* _TASK PROMPT_: The entries below are to be printed again word for word.

* _Dataset items_:
══════

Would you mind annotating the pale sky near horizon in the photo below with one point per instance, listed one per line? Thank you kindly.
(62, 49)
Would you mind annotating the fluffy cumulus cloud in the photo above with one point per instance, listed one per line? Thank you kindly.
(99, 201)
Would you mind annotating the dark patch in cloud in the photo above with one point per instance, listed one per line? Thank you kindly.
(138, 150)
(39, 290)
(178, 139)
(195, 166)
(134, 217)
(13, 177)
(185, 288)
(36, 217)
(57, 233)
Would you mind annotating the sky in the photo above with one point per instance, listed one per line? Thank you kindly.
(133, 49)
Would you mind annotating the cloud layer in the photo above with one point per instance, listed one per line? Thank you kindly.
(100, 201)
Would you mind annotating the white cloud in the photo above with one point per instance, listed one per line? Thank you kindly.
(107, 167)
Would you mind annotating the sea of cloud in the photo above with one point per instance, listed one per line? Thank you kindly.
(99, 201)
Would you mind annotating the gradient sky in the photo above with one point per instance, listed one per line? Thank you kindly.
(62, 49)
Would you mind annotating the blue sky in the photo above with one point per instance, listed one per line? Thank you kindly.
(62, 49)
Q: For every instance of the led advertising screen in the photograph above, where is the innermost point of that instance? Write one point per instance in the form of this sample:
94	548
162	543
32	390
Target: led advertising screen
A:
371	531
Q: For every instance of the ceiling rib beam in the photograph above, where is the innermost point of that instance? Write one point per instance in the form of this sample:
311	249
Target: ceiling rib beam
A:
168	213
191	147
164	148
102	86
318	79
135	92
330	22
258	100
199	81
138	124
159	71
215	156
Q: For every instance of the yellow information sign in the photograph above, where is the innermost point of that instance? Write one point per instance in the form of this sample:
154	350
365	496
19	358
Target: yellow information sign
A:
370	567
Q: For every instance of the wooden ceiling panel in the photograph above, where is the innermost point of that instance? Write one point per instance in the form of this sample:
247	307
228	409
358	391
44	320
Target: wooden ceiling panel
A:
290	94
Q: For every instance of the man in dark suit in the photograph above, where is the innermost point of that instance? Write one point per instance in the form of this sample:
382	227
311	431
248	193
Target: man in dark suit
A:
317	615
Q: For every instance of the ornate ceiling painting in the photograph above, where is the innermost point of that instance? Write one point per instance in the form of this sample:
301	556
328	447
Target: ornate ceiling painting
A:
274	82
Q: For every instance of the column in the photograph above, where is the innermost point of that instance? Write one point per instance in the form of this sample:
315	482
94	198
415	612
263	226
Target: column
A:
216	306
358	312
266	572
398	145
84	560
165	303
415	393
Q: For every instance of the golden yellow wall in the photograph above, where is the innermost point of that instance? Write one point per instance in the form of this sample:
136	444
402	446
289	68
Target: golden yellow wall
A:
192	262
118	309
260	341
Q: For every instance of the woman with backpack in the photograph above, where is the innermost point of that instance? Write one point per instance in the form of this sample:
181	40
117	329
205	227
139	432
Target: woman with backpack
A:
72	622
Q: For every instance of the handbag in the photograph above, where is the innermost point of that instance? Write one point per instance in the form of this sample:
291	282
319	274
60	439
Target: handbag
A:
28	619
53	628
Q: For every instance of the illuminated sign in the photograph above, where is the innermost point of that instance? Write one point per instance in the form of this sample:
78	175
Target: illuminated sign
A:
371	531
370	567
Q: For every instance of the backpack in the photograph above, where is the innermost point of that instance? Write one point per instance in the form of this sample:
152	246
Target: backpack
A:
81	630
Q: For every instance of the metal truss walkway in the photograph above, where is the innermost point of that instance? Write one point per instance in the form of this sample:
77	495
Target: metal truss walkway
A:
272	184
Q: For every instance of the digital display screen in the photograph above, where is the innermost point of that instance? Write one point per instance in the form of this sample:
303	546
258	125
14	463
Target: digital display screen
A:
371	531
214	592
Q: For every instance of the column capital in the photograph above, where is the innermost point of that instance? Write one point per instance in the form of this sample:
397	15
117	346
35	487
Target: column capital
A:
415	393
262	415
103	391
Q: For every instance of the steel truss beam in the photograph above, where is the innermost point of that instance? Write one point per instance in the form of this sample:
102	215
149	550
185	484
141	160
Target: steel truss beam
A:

══════

* _YOUR RESPONSE_:
Would you mind annotating the pale sky near horizon in the photo below with one point per instance, listed one per line? Thank you kindly.
(62, 49)
Would you mind annotating the fluffy cumulus cloud in the photo above with one point per instance, listed one per line? Thank you kindly.
(99, 201)
Would you mind annotating the dark patch in cloud in the photo above with one point per instance, listed one per line? Thank you kindly.
(138, 150)
(39, 290)
(178, 139)
(195, 166)
(134, 217)
(13, 177)
(185, 288)
(36, 217)
(57, 233)
Would you mind annotating the sky in the photo above with one point per instance, listed one per line? Thank you kindly.
(133, 49)
Would you mind annotating the cloud layer in the photo above with one point per instance, listed one per line? Thank you kindly.
(100, 201)
Would you mind annotating the white cloud in the photo above with one point per instance, listed one per line? Thank you kindly.
(107, 167)
Would you mind annotating the sea of cloud in the photo above with one point per instance, listed one per line? Thank you kindly.
(99, 201)
Would you mind annotating the gradient sky in the photo above with one point per instance, listed one per line? Thank you kindly.
(62, 49)
Would you mind annotating the blue sky in the photo above with one point per instance, listed one per line? Thank you kindly.
(62, 49)
Q: For every instance of the led advertising screen in the photograph above, where is the innermost point of that instance? Write one point per instance in the form of this sample:
94	548
162	543
32	390
Target: led advertising screen
A:
371	531
Q: For every instance of the ceiling rib beam in the photograph above, where is the innermost point of that instance? Write one point per instance in the form of this sample:
311	249
Target: ceiling rib beam
A:
168	213
191	147
164	148
102	86
318	79
135	92
330	22
258	100
199	81
138	124
159	71
215	156
Q: For every instance of the yellow information sign in the photograph above, where is the innermost point of that instance? Write one point per instance in the form of this sample:
154	350
365	496
19	358
Target: yellow information sign
A:
370	567
Q: For every instance of the wooden ceiling panel in the photograph above, where is the innermost point of that instance? Write one point per instance in the form of this sample:
247	307
228	409
358	391
44	320
Target: wooden ceiling panel
A:
290	94
Q: For every instance of the man in dark suit in the photograph above, where is the innermost point of that instance? Write one point per instance in the form of this sample:
382	227
311	431
248	193
Target: man in dark suit
A:
317	615
Q: For every instance of the ornate ceiling painting in the photograph above, where is the innermost point of that instance? Write one point per instance in the form of this sample:
301	556
328	447
Target: ornate ceiling painting
A:
274	82
Q: For every instance of the column in the photograph above, where is the innermost point of that instance? Write one point per instance in the form of this sample:
315	482
94	198
415	612
263	226
Target: column
A:
216	306
358	312
266	572
398	145
84	560
165	303
415	393
Q: For every instance of the golden yellow wall in the photograph above, where is the innermost point of that instance? Write one point per instance in the form of this sample:
136	444
402	446
289	68
Target: golden yellow wall
A:
192	262
118	309
260	341
Q: For every instance of the woman with backpack in the photograph above, where is the innermost point of that instance? Write one point per instance in the form of this sample:
181	40
117	329
205	227
139	432
Target: woman with backpack
A:
72	622
Q: For every instance of the handbag in the photograph above, where is the innermost point of that instance? Write one point per instance in the form of this sample:
291	282
319	274
60	439
Target: handbag
A:
28	619
53	628
Q: For every instance of the illuminated sign in the photograph above, where is the innermost point of that instance? Write one point per instance in the form of this sample:
78	175
Target: illuminated sign
A:
371	531
370	567
Q: For every instance of the backpack in the photograph above, where is the innermost point of that instance? Write one point per instance in the form of this sample:
152	246
Target: backpack
A:
81	630
Q: For every instance of the metal truss walkway in the photograph above, where is the innermost point of that instance? Write one point per instance in the form of this sample:
77	495
Target: metal truss walkway
A:
272	184
Q: For every instance of the digital display screen in the photograph above, where is the innermost point of that instance? Write one point per instance in the form of this sample:
303	546
258	125
14	463
Target: digital display screen
A:
371	531
214	592
Q: For every instance of the column capital in the photograph above, where is the innermost point of that instance? Write one point per instance in the form of this sample:
397	15
117	346
35	487
Target: column capital
A:
415	393
262	415
103	391
Q: For every instance of the steel truss beam in the photograph above, where is the innermost point of that instance? Write one point per instance in the form of this sample:
102	215
149	550
185	484
141	160
Target: steel truss beam
A:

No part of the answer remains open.